**Consignes de travail:**
1/ Traduisez en anglais cette phrase de l'extrait sur les squats : « Pour les demandeurs d’asile dans les squats, nous avons mis en place une équipe distincte. »
2/ Recopiez, dans l'extrait sur les squats, le passage qui s'ouvre sur les mots contenant « Fin septembre 2010, une » et se clôt sur « Comment avez-vous réagi? ».
3/ Écrivez la suite de l'extrait sur les squats, à partir de sa dernière phrase.

**Extrait de page:**
Dans les squats

Pendant ces semaines de crise, les demandeurs d’asile ont réquisitionné tous les logements disponibles. Légalement ou illégalement…

Fin septembre 2010, une convention est signée entre FEDASIL et la Croix-Rouge pour l’ouverture de 2.000 places d’urgence, notamment dans des anciennes casernes. Mais ouvrir des places prend du temps. Or, sur le terrain, le nombre de demandeurs d’asile à la rue ne cesse d’augmenter alors que les températures avoisinent les 0°C. Comment avez-vous réagi? 

Nous trouvions déjà que la situation des personnes dans les hôtels était dramatique. Mais, en l’absence des places d’urgence, des dizaines et des dizaines de personnes dormaient dans la rue malgré le froid. On leur a donné du pain, de l’eau, de la soupe et des couvertures.

Ces personnes, vous les trouviez dans les gares. Mais il y avait aussi les nombreux demandeurs d’asile qui se trouvaient dans des bâtiments abandonnés ou des squats…

Pour les demandeurs d’asile dans les squats, nous avons mis en place une équipe distincte. Elle réalisait une tournante dans les lieux où les demandeurs d’asile avaient trouvé refuge. Le premier travail était d’identifier ces lieux. On l’a fait surtout via le bouche à oreille. Nous nous sommes ensuite rendus dans chacun de ces lieux. la mobilisation de citoyens était impressionnante. Ils venaient en aide aux demandeurs d’asile dans les squats avec les moyens du bord. Dans un premier temps pour faire un état des lieux et apporter de la soupe, du pain, de l’eau, des couvertures, des bonnets… Mais, face à l’ampleur de la situation, on a décidé très rapidement de mettre en place une autre procédure qui consistait à sélectionner les personnes vulnérables, c’est-à-dire les personnes malades, les femmes enceintes, les familles avec enfants qui dormaient dans la gare du Nord, dans la rue ou dans les squats… On a augmenté la capacité des centres d’accueil Croix-Rouge en louant des “préfabriqués”. Notre équipe sélectionnait ces personnes vulnérables et les envoyait là où il y avait de la place.

Enregistrements extraits

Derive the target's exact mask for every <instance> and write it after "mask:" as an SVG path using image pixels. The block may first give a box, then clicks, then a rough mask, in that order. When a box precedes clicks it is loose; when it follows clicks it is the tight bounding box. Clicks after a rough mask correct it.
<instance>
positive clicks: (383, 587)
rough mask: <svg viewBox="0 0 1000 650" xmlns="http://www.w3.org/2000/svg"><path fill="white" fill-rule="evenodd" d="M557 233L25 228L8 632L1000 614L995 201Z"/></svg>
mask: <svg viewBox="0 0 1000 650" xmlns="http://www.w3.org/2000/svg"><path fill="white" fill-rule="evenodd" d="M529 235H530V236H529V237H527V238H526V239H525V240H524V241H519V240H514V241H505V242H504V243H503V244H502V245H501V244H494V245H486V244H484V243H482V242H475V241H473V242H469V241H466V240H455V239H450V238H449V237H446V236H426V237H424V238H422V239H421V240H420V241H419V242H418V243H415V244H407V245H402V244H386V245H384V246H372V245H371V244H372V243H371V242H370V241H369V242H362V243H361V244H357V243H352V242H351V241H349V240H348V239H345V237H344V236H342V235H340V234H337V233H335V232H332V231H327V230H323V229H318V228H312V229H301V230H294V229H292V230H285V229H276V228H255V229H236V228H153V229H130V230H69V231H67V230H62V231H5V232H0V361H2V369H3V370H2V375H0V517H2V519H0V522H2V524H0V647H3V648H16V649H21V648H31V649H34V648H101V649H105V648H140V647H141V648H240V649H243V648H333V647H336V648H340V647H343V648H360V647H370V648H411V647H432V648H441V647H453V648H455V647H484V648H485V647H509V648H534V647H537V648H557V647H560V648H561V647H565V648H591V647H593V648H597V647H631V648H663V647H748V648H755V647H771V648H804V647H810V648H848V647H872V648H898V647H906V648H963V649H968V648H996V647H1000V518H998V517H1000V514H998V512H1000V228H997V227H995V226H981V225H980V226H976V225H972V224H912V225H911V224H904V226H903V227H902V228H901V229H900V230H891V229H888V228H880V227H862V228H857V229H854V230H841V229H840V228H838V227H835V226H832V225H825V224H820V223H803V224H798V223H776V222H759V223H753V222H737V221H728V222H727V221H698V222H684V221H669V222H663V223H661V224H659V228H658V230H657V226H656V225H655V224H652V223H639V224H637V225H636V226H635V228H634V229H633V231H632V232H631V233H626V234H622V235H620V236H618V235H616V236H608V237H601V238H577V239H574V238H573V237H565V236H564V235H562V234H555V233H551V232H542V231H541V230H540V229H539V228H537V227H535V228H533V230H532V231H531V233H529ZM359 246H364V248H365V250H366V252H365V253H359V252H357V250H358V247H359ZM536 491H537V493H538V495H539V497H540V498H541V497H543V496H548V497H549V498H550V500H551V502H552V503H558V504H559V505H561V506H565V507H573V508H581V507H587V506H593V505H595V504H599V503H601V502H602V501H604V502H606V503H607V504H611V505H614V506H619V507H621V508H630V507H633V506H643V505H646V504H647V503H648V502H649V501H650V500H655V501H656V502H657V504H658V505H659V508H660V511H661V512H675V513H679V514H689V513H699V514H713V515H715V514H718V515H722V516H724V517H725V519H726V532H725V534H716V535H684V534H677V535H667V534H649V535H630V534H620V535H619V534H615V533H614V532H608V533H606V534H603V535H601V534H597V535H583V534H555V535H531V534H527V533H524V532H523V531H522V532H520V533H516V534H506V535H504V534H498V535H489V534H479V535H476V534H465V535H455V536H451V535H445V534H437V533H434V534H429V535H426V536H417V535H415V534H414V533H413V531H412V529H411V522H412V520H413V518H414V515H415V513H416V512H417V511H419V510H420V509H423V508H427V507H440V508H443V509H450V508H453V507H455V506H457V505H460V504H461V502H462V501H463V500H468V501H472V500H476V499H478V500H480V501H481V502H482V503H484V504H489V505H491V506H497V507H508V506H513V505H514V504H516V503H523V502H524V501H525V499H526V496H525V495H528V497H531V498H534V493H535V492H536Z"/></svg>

**Liste des réponses:**
1/ For the asylum seekers in the squats, we set up a separate team.

2/
Fin septembre 2010, une convention est signée entre FEDASIL et la Croix-Rouge pour l’ouverture de 2.000 places d’urgence, notamment dans des anciennes casernes. Mais ouvrir des places prend du temps. Or, sur le terrain, le nombre de demandeurs d’asile à la rue ne cesse d’augmenter alors que les températures avoisinent les 0°C. Comment avez-vous réagi?

3/
Sur quelle base s’opérait cette sélection?

C’était une tâche très difficile. Pour des raisons techniques, on ne reprenait pas les “cas Dublin” ni les troisièmes ou quatrièmes demandes d’asile. On ne prenait pas non plus les Européens, pour mieux pouvoir aider les personnes vraiment vulnérables. Par exemple, pour les familles de la gare du Nord, il y avait des femmes enceintes mais presque uniquement que des grandes familles. On leur a installé des matelas au sous-sol. L’aide matérielle comme la nourriture ou les couvertures était distribuée à tout le monde. Mais, en ce qui concerne l’intégration des personnes dans le réseau, les critères étaient les mêmes que dans les centres si ce n’est que nous avions vraiment très peu de places…

Comment cela était-il perçu par les principaux intéressés?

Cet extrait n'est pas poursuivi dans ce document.